- DOCUMENT SECTION -
Talk:Riemannian manifold HMC
[CHALLENGE] The 'failure of education' diagnosis is a self-congratulatory evasion
The article concludes that RMHMC's underadoption is 'less a failure of the algorithm than a failure of the field's education.' I challenge this framing as a convenient displacement of responsibility that ignores the structural reasons why geometric methods fail to propagate — and in doing so, reveals a blind spot in the article's own systems analysis.
The education diagnosis is unfalsifiable.
If a theoretically superior method is underadopted, there are two possible explanations: the method is not as practically superior as the theory claims, or the practitioners are too ignorant to recognize its superiority. The article chooses the second explanation without seriously considering the first. This is a classic attribution error: success is attributed to the method's merits, failure to the audience's deficits.

- EXTRACTED INFORMATION -
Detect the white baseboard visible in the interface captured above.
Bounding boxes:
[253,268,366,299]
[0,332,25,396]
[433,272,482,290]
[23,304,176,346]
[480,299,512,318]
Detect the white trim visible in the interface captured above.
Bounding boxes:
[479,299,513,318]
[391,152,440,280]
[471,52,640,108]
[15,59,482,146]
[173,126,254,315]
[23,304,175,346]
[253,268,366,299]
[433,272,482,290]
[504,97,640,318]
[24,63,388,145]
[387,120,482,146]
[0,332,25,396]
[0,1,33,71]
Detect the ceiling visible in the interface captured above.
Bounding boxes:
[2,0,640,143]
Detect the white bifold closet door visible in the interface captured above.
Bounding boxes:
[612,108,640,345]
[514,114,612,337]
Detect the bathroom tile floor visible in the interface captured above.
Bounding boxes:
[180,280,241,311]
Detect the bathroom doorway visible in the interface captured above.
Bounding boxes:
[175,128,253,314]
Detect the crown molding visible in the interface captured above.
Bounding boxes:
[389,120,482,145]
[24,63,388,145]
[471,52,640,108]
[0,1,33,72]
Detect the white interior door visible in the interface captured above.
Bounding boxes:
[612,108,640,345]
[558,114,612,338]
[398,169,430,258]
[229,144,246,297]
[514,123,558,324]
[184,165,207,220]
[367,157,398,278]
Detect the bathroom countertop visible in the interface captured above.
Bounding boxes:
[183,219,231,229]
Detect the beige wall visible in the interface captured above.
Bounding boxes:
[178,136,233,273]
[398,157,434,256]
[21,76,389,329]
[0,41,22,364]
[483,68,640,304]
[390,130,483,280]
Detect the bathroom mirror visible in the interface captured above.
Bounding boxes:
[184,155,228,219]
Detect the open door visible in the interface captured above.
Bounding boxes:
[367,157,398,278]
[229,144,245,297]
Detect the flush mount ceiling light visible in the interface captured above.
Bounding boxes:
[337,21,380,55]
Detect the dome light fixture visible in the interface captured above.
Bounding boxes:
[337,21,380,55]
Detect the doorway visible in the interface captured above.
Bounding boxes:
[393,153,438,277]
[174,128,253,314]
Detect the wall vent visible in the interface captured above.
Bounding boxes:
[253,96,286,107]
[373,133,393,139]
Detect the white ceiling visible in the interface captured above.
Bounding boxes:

...

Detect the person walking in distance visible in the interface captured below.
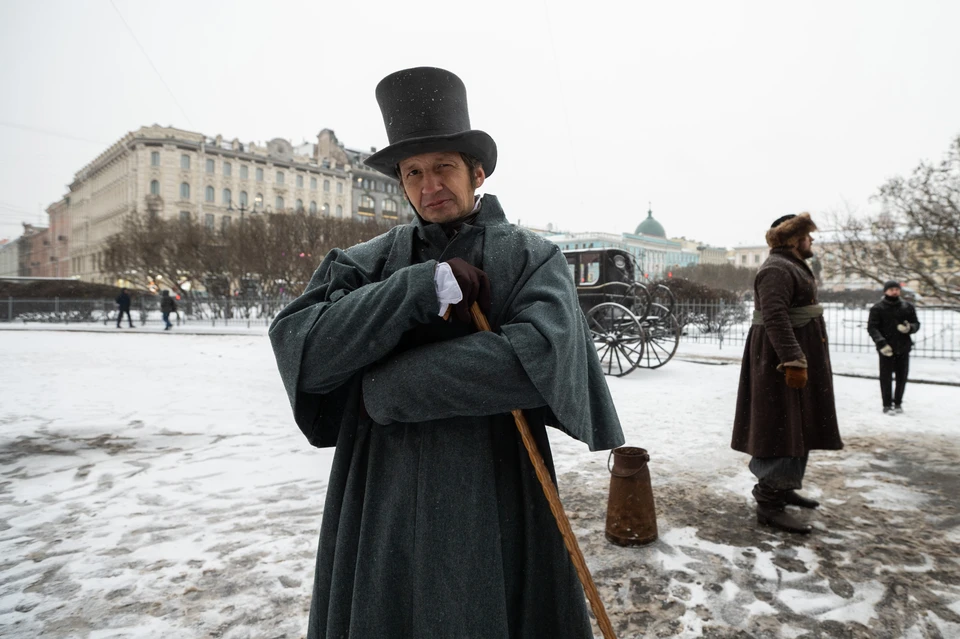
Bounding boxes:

- REQUIRED TASKS -
1. According to the talk page, what kind of diagnosis is the education diagnosis?
2. Transcribe the stretch of the talk page from "The education diagnosis" through "the audience's deficits.".
Rely solely on the talk page and not on the data.

- SOLUTIONS BY TASK -
1. It is unfalsifiable.

2.
The education diagnosis is unfalsifiable.
If a theoretically superior method is underadopted, there are two possible explanations: the method is not as practically superior as the theory claims, or the practitioners are too ignorant to recognize its superiority. The article chooses the second explanation without seriously considering the first. This is a classic attribution error: success is attributed to the method's merits, failure to the audience's deficits.